### WHAT THE TASK ASKS
Exactly the lines from the one holding "Query: atas logo" through the final line of the data are wanted, copied as written.

Collected data entries:
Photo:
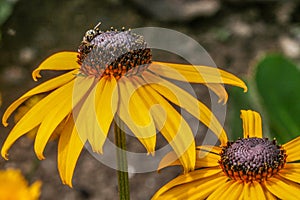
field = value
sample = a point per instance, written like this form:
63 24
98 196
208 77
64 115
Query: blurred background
238 35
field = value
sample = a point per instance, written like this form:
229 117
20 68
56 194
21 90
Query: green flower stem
120 140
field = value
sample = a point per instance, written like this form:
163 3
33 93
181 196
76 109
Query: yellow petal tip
4 155
41 156
5 124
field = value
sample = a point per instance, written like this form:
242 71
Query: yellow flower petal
59 111
207 175
106 98
219 191
207 159
256 191
292 150
171 159
234 191
210 148
251 124
283 188
183 99
59 61
171 125
219 90
35 116
44 87
141 122
268 194
196 74
53 118
205 187
69 147
35 190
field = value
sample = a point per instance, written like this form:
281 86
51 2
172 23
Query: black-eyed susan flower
13 186
113 75
250 168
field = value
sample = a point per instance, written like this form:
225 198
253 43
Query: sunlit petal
219 90
172 126
291 171
106 98
283 189
251 124
69 148
187 102
58 113
196 74
141 122
34 116
292 150
44 87
59 61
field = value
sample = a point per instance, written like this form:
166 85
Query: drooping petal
196 74
171 125
207 159
44 87
292 150
58 112
251 124
220 190
135 114
35 116
219 90
171 159
106 98
193 177
35 189
59 61
233 192
254 190
268 194
210 148
183 99
291 171
283 188
69 147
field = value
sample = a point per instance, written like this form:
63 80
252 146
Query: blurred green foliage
6 8
274 91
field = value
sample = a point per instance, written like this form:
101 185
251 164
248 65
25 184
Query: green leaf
278 83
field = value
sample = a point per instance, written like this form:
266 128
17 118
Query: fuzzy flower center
113 53
252 159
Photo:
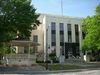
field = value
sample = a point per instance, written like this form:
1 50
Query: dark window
69 33
69 27
61 27
35 38
61 38
69 38
53 26
76 27
77 33
53 33
34 27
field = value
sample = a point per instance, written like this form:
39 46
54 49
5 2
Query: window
69 27
34 27
61 27
53 37
61 38
69 38
69 33
53 26
76 33
53 33
35 38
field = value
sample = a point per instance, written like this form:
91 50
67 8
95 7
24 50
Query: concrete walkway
40 69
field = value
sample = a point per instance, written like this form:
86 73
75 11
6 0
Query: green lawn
61 66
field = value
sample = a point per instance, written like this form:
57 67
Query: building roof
22 43
62 16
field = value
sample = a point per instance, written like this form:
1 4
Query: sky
78 8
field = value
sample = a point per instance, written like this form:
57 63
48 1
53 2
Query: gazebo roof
22 43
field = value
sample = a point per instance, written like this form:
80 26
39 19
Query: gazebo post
11 48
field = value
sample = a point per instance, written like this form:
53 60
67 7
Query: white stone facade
43 39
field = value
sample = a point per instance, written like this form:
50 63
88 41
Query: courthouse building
59 34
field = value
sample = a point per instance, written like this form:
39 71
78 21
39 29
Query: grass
61 66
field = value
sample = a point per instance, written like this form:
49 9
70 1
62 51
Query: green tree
16 16
91 28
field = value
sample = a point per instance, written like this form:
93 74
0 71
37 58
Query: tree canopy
16 16
91 28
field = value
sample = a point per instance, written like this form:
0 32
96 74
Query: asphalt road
92 71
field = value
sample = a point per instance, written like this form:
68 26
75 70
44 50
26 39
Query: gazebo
20 58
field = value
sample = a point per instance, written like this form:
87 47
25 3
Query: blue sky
79 8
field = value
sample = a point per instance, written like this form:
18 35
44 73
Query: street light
47 47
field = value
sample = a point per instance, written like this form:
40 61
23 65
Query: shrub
15 65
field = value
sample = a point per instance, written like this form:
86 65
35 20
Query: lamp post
47 47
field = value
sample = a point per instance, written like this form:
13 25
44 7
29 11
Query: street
70 72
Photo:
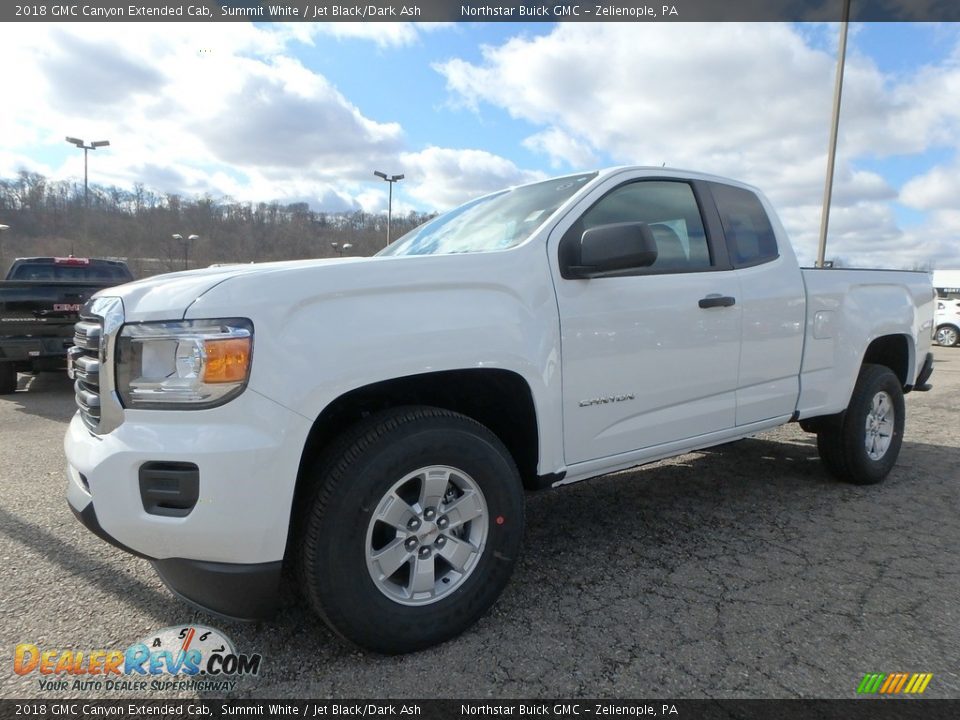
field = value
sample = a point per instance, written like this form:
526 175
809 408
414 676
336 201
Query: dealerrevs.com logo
182 657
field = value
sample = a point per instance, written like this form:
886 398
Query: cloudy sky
307 112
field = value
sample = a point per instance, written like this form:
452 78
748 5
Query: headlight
185 365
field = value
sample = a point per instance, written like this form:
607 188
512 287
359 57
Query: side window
750 237
671 211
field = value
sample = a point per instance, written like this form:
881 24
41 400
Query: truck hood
167 297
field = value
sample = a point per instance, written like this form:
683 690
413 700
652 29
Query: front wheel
947 335
861 445
413 531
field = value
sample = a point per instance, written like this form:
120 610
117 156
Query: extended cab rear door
773 302
651 357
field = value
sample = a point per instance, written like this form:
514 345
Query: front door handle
717 301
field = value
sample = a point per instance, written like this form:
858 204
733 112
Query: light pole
186 246
391 179
86 190
341 249
834 126
3 228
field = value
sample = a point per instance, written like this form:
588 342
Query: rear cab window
746 226
671 211
52 271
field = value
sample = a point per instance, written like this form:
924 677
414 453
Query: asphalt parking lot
738 572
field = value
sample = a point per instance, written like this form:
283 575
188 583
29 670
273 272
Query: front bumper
46 352
225 554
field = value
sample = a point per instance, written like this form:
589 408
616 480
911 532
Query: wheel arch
501 400
895 352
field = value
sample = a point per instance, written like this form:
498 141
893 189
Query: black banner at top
481 11
534 709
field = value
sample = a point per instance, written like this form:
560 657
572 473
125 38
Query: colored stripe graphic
894 683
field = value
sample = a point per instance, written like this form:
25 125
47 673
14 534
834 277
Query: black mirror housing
607 249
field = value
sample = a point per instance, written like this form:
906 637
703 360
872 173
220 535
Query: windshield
74 273
495 222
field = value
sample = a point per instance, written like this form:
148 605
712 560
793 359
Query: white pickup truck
373 422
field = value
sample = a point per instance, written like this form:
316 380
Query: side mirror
609 248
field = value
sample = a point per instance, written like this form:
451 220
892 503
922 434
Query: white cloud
938 189
443 177
188 110
561 148
383 34
750 101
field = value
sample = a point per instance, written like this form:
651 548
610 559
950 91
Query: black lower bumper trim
231 590
235 591
88 518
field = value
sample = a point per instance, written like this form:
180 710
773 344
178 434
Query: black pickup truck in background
40 301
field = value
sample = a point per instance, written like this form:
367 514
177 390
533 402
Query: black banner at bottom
855 709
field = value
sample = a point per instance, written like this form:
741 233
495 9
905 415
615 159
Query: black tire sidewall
351 601
861 468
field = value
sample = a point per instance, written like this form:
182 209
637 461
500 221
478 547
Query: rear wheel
413 530
947 335
862 444
8 378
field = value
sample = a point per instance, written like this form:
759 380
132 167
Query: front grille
85 362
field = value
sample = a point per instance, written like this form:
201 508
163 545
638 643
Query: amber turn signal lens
227 360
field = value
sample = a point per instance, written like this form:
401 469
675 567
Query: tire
369 506
861 445
8 378
948 336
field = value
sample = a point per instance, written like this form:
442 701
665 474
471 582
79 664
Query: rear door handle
717 301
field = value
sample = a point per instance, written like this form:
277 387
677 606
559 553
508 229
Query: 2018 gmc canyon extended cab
40 302
373 422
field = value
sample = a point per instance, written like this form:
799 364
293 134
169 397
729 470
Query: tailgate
30 309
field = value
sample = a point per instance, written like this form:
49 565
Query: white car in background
947 322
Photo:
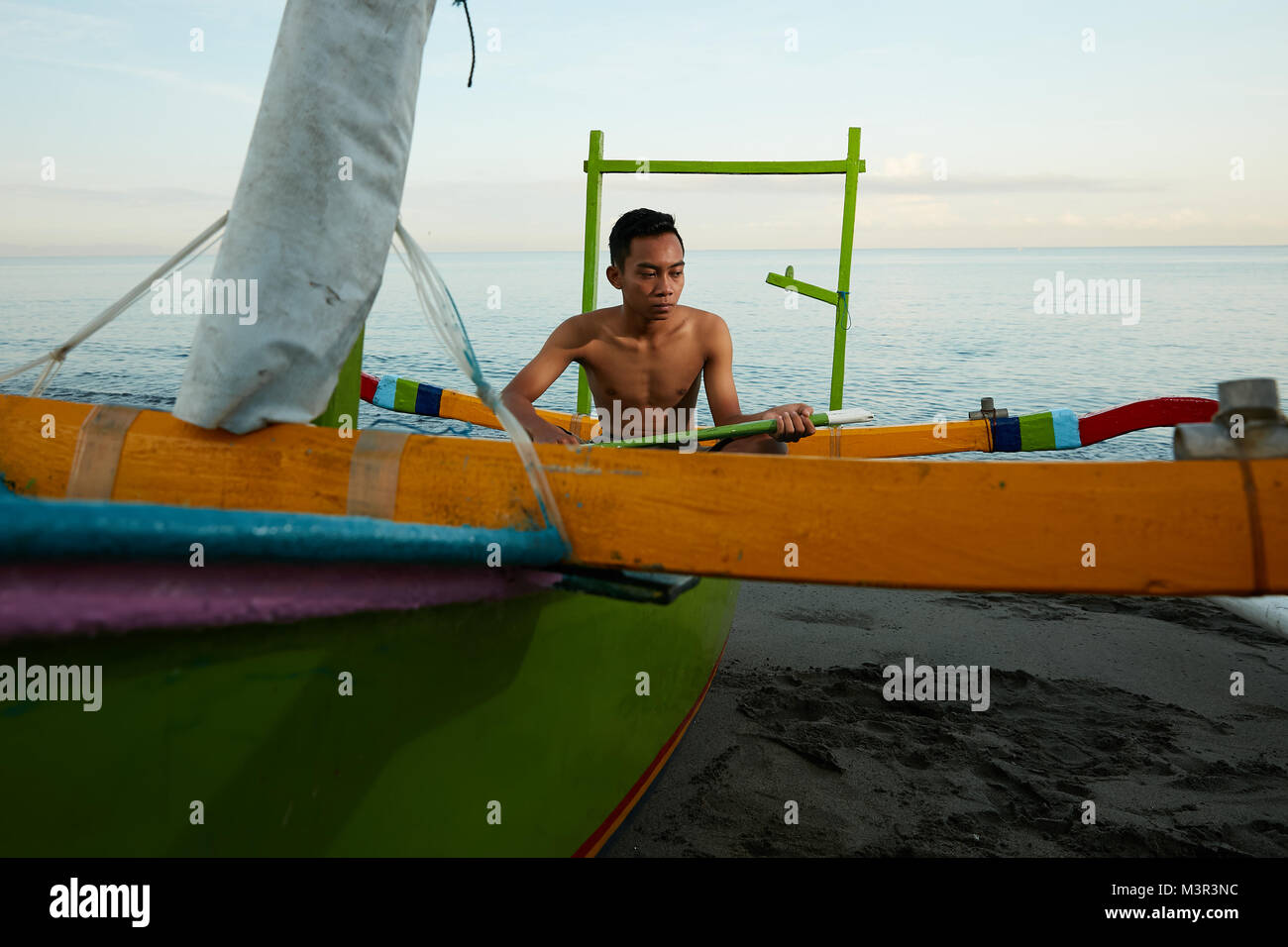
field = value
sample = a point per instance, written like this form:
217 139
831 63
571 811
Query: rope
469 82
55 359
445 318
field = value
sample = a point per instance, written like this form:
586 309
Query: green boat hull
510 727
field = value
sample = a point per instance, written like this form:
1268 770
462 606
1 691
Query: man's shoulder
585 326
706 321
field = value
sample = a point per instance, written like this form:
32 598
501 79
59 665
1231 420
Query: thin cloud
236 93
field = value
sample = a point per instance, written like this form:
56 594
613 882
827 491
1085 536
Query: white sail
313 215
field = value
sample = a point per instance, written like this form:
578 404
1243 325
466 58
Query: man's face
652 277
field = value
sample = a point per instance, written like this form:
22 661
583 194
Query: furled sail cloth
340 95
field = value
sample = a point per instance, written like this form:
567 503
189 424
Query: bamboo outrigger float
381 644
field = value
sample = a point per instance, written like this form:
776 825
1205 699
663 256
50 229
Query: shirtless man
649 352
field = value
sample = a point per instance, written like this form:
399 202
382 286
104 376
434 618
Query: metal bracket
1248 425
987 410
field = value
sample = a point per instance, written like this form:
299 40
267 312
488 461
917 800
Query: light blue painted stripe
34 528
1064 425
385 390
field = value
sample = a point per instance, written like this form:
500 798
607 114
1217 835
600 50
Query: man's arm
794 420
561 350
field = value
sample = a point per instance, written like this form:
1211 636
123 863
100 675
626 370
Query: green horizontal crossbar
719 166
805 289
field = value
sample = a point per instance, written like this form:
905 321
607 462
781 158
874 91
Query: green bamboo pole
344 397
724 166
590 253
853 167
789 281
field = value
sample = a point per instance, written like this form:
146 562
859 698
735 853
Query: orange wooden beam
1149 527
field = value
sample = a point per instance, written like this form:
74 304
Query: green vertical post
590 254
346 395
853 166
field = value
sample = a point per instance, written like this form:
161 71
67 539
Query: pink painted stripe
54 598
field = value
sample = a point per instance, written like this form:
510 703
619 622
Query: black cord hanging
469 82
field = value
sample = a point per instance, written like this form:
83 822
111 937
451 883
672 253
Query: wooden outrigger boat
393 643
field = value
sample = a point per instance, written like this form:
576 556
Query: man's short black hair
640 222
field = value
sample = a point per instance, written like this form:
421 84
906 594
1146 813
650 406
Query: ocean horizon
931 330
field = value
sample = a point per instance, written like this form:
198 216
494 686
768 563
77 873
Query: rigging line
465 5
193 248
445 320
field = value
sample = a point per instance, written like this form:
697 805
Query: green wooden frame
851 166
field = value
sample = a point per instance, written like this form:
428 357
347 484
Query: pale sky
1170 132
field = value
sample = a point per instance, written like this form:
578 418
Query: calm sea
931 330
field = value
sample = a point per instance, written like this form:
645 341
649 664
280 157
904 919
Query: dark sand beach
1121 701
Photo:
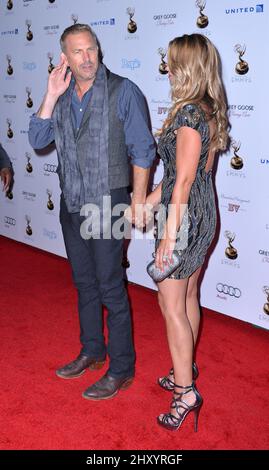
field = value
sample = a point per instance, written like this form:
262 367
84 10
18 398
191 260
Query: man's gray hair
81 28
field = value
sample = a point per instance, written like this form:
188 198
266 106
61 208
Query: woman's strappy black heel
173 422
167 384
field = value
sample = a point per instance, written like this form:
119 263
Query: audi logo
50 168
9 220
228 290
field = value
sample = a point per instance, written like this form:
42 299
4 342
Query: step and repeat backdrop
134 35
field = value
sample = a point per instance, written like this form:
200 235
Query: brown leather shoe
107 387
78 366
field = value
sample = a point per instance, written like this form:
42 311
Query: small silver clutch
168 268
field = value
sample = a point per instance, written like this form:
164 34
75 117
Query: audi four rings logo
228 290
50 168
9 220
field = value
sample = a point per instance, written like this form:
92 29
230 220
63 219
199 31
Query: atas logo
132 26
28 230
257 9
9 221
163 65
236 161
29 101
9 194
51 66
50 204
230 251
202 20
74 18
130 64
29 34
242 66
28 167
162 109
10 132
9 98
29 196
9 66
233 207
10 32
50 168
229 290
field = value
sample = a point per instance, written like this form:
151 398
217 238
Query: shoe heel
127 383
196 416
96 365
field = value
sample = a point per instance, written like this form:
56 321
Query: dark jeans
98 276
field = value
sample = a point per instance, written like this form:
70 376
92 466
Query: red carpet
39 332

### TASK ANSWER
Query: atas logo
132 26
28 230
257 9
9 221
163 65
236 161
29 101
9 194
51 66
50 204
230 251
202 20
74 18
130 64
29 34
242 66
28 167
162 109
10 132
9 98
29 196
9 66
233 207
10 32
50 168
229 290
field = value
sample = a point per instance, written like this form:
151 398
217 238
Query: shoe heel
127 383
196 416
96 365
field = value
sample = a point per instance, written like this form:
56 321
Query: dark jeans
98 276
field = value
sample = a point per instance, written like this form:
70 376
92 466
Query: red carpet
39 332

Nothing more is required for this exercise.